Цитируемый отрывок =
:::::

Но профессор не только советует, а и сам чередует труд и «отдых»: выяснив, почему ропитовские пароходы одинаковой мощности «Диана» и «Чихачев» работают с разными КПД, он переходит к пояснениям «Начал» на основе современного математического анализа. Или наоборот: сначала о «Началах», а потом о пароходных КПД.
В первом случае крылатым выражением в выводах: «Что это у вас — силы пони или силы битюга — и почему у вас пони жрет больше угля, нежели битюг?» — подправлены нерадивцы или ловкачи из Одесской главной конторы. Во втором, как уже отмечалось, созданы 207 пояснений, в числе которых и несколько оригинальных исследований, имеющих большую научную ценность.
Первая работа, подстегивая излишне неравнодушных к расходам чужих денег одесситов, помогала оборачиваемости судов. Вторая же восхитила ученый мир. Жуковский писал автору перевода: «Вы пополнили этим, пробел в русской математической литературе, который так необходимо было пополнить. На своих лекциях я теперь буду постоянно делать указания на Ваш перевод».
В представлении же совету Московского университета «отец русской авиации» писал о Крылове как о выдающемся ученом, глубоком исследователе анализа, математической физики и прикладной математики, как о беспримерном знатоке морского дела, инженере и изобретателе. После этого представления великого русского ученого и многих профессоров совет университета «возвел в степень доктора прикладной математики заслуженного профессора Николаевской Морской академии Алексея Николаевича К рылова, приобретшего учеными трудами почетную известность, без испытания и представления диссертации».
Но по-прежнему ничто не мешает Крылову решать самые что ни на есть прозаические вопросы. Как в себе самом, так и в других он ценил прежде всего преданность делу и знание его доскональное. Люди, не отвечающие этим критериям, не могли рассчитывать на его благорасположение, какими бы регалиями они ни были бы отмечены, о снисхождении к незнанию не могло быть и речи.
Великий князь Сергей, начальник Главного артиллерийского управления русской армии, естественно мнящий себя авторитетом во всем, что касалось артиллерии, рекомендовал для новых орудий Кронштадтского укрепрайона английское прицельное приспособление. Конечно, великокняжеское рацпредложение многим заслонило разум. Ладно бы, если ослепли только генералы из ГАУ и некоторые, наиболее склонные к подхалимажу специалисты, ну а как быть со слепыми береговыми артустановками? Это никак не позволительно.

:::::

Раздел данных =
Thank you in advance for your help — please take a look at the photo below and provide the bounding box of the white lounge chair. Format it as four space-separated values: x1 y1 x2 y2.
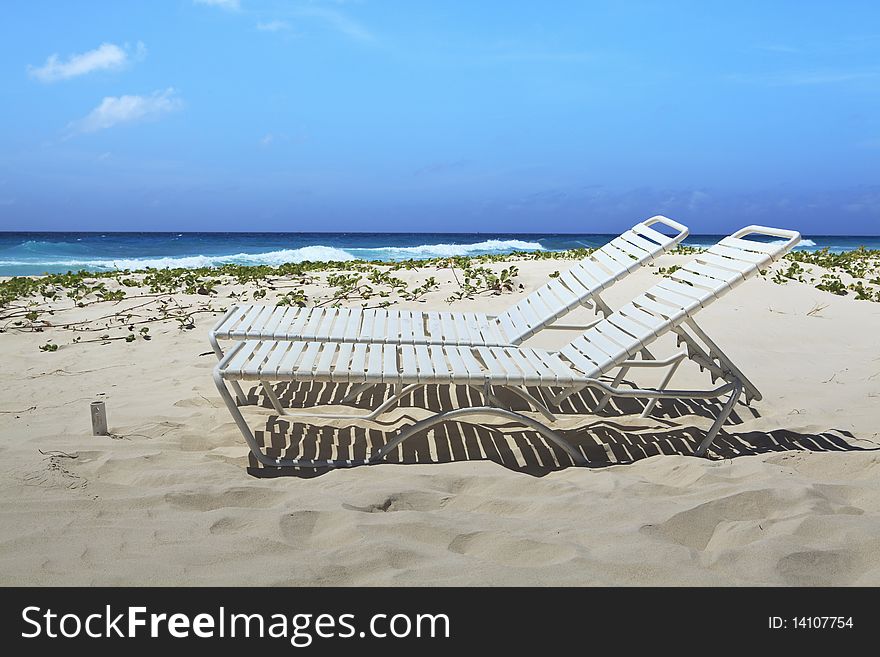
214 226 800 467
208 215 688 404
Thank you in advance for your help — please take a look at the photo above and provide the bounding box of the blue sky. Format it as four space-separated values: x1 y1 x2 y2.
0 0 880 234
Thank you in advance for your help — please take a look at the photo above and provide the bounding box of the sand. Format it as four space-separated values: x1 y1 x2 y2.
0 256 880 586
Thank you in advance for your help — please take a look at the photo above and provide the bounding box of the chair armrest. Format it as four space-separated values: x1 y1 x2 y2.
642 214 690 242
731 226 801 252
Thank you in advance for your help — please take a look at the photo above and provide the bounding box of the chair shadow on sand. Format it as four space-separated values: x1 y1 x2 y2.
241 383 880 478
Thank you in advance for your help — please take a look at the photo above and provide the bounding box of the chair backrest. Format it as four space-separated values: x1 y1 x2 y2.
498 215 688 344
559 226 801 377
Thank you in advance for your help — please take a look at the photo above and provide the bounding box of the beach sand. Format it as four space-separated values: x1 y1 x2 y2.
0 256 880 586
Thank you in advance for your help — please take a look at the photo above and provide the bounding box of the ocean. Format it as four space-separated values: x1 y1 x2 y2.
0 232 868 276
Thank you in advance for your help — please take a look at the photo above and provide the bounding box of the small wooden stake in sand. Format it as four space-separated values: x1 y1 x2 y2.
91 402 110 436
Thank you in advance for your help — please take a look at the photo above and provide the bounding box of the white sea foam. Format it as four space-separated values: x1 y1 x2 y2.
0 240 544 270
0 246 355 269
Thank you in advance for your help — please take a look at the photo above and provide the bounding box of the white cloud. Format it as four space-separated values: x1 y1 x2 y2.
297 7 376 42
755 43 800 55
70 87 183 132
257 21 290 32
28 41 147 82
193 0 241 11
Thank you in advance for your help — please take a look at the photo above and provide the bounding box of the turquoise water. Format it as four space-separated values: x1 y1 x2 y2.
0 232 880 276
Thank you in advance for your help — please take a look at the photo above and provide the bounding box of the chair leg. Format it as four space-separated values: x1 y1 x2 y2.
595 367 629 413
208 328 248 406
639 354 685 417
260 381 285 415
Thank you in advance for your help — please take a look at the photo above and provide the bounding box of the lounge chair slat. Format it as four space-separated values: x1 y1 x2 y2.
428 345 452 381
241 341 275 378
428 311 446 344
398 310 413 344
520 347 559 385
674 269 728 290
330 308 351 342
602 242 639 275
456 347 490 382
382 344 400 381
285 308 312 338
654 278 715 308
504 347 543 385
296 342 327 379
593 249 621 277
646 285 699 312
400 344 419 381
367 342 386 383
416 344 434 383
584 320 627 360
556 270 588 304
443 346 468 380
349 342 368 383
345 308 364 342
260 342 298 379
559 344 604 377
682 260 742 284
315 342 340 379
609 236 650 267
620 230 663 255
532 349 574 385
608 308 659 341
598 313 651 353
263 306 290 337
633 224 673 245
226 340 260 376
709 243 770 265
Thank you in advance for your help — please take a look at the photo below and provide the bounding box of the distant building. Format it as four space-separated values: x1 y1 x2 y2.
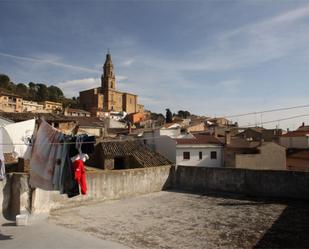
88 141 171 170
79 53 144 116
0 90 23 112
175 135 223 167
0 112 75 133
70 116 106 137
23 100 44 112
40 100 63 112
297 122 309 131
220 132 286 170
279 130 309 149
64 108 91 117
286 149 309 171
236 127 284 143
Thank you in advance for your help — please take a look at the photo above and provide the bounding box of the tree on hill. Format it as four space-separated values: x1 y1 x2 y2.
16 83 28 98
165 108 173 123
47 86 64 101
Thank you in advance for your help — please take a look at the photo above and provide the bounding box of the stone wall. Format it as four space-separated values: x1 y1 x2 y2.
174 166 309 200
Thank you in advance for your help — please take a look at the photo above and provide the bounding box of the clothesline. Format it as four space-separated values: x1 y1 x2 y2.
0 141 95 145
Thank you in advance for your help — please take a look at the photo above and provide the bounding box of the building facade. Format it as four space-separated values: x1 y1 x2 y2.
79 53 144 116
40 100 63 112
23 100 44 112
0 91 23 112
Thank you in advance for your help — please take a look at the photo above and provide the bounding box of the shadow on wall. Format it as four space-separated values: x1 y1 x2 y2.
253 202 309 249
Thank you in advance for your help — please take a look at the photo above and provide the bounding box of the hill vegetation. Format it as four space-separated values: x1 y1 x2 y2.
0 74 78 108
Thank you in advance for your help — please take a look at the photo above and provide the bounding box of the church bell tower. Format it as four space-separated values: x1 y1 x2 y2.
101 52 116 91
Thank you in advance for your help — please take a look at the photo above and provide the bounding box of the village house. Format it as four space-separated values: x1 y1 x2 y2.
87 141 171 170
0 112 75 132
279 128 309 171
297 122 309 131
279 130 309 149
175 134 223 167
23 100 45 112
236 127 284 143
0 90 23 112
220 132 286 170
40 100 63 113
142 129 223 167
63 108 91 117
70 116 105 137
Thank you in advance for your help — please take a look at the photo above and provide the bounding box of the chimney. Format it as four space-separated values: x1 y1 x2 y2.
225 131 231 144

:::::

Письменное задание = Напишите продолжение отрывка о Крылове, начав сразу после его последнего предложения.

Ожидаемый ответ =
Металлический завод, исполнитель заказа на орудия, обратился к своему консультанту. Консультант, то есть профессор Крылов, установил, что в условиях приневской низменности рекомендуемое прицельное приспособление совершенно непригодно, ибо его погрешность будет примерно в сто раз больше допустимой — снаряды, выпущенные при помощи таких прицелов, будут искать ветер, а не противника. Вместе с запиской из 12 пунктов, каждый из которых опровергал великокняжескую дорогостоящую затею, профессор-консультант сам приехал на заседание в ГАУ. Перед его началом он сообщил свои возражения командующему артиллерией Кронштадтского укрепрайона генералу Маниковскому.
Непосредственным человеком был генерал, как вспоминал о нем Крылов: «Генерал Н. стал возражать Маниковскому и говорит: «Я не усматриваю, почему обыкновенная прицельная труба не будет давать требуемой точности», Маниковский и ляпни:
— Ваше высокопревосходительство, если вы эту трубу всунете окуляром себе в зад, тогда, может быть, усмотрите. — Такая поднялась ругань, что пришлось закрыть заседание».
Как бы то ни было, те самые орудия встретили первую мировую войну вполне зрячими, и доказательством того может служить отсутствие на кронштадтском горизонте дымков от труб германских кораблей.